* INPUT MATERIAL

## BEGIN

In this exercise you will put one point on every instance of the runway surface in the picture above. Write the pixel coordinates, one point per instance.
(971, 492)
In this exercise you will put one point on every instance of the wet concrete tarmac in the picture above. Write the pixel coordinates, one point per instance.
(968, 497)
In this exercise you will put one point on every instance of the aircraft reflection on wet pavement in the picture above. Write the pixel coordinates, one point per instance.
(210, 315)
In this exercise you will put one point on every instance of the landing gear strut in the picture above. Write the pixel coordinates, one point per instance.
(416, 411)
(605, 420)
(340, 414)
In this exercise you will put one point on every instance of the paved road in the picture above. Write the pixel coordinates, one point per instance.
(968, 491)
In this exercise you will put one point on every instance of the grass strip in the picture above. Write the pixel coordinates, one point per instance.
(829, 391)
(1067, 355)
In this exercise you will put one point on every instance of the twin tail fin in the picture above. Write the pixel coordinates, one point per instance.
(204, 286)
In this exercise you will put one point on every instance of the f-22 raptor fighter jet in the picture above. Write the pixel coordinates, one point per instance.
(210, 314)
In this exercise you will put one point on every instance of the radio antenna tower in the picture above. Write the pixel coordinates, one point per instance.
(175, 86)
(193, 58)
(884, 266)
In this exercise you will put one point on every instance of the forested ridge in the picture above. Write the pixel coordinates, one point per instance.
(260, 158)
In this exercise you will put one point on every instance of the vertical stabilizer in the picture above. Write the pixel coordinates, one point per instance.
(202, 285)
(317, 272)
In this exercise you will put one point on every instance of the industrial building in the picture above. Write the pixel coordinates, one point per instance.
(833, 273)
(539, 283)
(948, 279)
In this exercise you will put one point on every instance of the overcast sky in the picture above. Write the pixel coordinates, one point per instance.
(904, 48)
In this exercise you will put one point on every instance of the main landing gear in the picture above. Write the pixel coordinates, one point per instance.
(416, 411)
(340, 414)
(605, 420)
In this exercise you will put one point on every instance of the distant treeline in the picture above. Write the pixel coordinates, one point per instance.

## END

* WHAT IS NEEDED
Repeat each of the entries above precisely as given.

* EXERCISE ANSWER
In this exercise you will put one point on every instance of the runway surface in the picture above. Write the pixel coordinates, one point per instance.
(971, 492)
In this exercise you will put one point on every instance of the wet concrete tarmac in the picture above. Write the pixel coordinates, one point per instance.
(968, 497)
In this exercise you will put one point on every instance of the aircraft reflection on wet pavement in the picture above. Write the pixel coordinates, one point per instance.
(210, 315)
In this exercise you will put one point on every instance of the landing gear strut in the picture above. Write the pixel coordinates, one point per instance.
(416, 411)
(605, 420)
(340, 414)
In this exercise you will put one point on every instance of the paved road in the picture above. Write the pixel coordinates, one point per instance.
(968, 491)
In this exercise you will put one point on every instance of the grass strip in the picture above. Write the pixel coordinates, one point per instance.
(829, 391)
(1067, 355)
In this exercise you will put one point on every instance of the twin tail fin in the picture above. Write the pixel coordinates, one point per instance.
(204, 286)
In this exercise you will put one point on every instance of the f-22 raptor fighter jet in the picture above. Write the pixel coordinates, one point per instance.
(210, 314)
In this exercise you will put one point on every instance of the radio antenna tower in the picture above. Write the pixel coordinates, one point per instance.
(175, 86)
(193, 58)
(884, 266)
In this exercise you will put one point on every instance of the forested ridge in the picture above. Write the pixel coordinates, one point per instance.
(260, 158)
In this exercise you will put one point on every instance of the vertical stabilizer in the picture above. Write the pixel coordinates, one point per instance.
(202, 285)
(317, 272)
In this exercise you will put one point on every instance of the industrial building in the picture above. Write the pixel coordinates, one point per instance.
(833, 273)
(539, 283)
(948, 279)
In this exercise you will put one point on every instance of the overcast sky in the picture above. Write the pixel coordinates, one point per instance.
(904, 48)
In this exercise you will put one point on every instance of the main landing gear in the picture above. Write the pixel coordinates, one point per instance.
(416, 411)
(340, 414)
(605, 420)
In this exercise you will put one point on every instance of the distant treeline in the picture above. Write the pixel coordinates, one point per instance.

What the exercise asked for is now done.